#### DATA SHOWN ####
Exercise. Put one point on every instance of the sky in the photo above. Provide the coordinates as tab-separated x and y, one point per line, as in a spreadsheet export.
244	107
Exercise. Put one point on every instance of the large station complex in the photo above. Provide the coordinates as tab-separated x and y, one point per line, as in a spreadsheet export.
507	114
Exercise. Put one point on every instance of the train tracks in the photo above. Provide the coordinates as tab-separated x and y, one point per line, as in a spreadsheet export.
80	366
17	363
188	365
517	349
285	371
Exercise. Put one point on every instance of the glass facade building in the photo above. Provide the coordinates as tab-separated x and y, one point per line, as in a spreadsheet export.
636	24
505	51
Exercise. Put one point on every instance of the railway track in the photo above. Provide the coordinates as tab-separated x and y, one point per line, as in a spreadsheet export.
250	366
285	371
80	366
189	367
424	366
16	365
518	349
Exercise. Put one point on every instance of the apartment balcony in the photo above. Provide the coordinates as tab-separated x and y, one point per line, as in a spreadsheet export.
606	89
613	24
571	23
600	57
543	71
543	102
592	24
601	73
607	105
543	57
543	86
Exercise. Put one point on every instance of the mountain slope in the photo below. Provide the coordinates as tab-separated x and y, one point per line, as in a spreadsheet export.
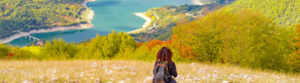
26	15
284	12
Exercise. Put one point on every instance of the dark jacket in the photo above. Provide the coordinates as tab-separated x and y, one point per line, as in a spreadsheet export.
172	70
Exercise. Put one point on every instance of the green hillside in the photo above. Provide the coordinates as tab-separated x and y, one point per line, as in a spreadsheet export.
283	12
25	15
####
EXERCISE DESCRIPTION
Rewrite all the items above, replacing "Put one point on" with "Place a single point on" and keeping everything else the same. Leave out the pictures.

CORRECT RESPONSE
Exercise. Place a single point on every instance of the sky in the photo above. Provide the coordinates as tab-separated x and y, one point per line, as in a spreadsheet export.
244	107
Exercise. Place a single point on every instance of the large station complex in the photo above. Provide the coordinates as tab-separated x and y, one point per line, as in a spreadsheet export.
507	114
Exercise. Place a single point on every instance of the train tracks in the photo above. Provide the coordinates as tab-separated x and y, one point per line, as in a spreadsheet export.
80	366
17	363
188	365
517	349
285	371
Exercise. Place a single point on every instance of the glass facade building in the photo above. Provide the coordinates as tab-separated x and y, one point per line, as in a spreadsheet export.
636	24
505	51
Exercise. Place a single point on every instance of the railway track in the photo above. Provide the coordinates as tab-separated x and y, one point per line, as in a spreadsheet export.
250	366
285	371
80	366
189	367
424	366
16	365
518	349
Exercise. Place a single point on every instance of the apartment balcony in the photo above. Provide the coordinates as tab-separated x and y, one point per line, as in a spreadsheet export.
606	89
613	24
571	23
600	57
543	71
543	102
592	24
601	73
607	105
543	57
543	86
Exercise. Place a single point on every instance of the mountain slope in the photo below. Provide the coordinates as tab-separated x and y, one point per line, as in a spreadsheet export.
26	15
284	12
Exercise. Place a single point on every instance of the dark jacket in the photo above. Provide the coordinates as tab-separated x and y, one point per line, as in a spreadsheet export.
172	70
Exercise. Place a single point on every instance of the green hillside in the photo above. Provide the coordinates as tab-separated x and y, one point per line, as in a spreadsheet export.
283	12
25	15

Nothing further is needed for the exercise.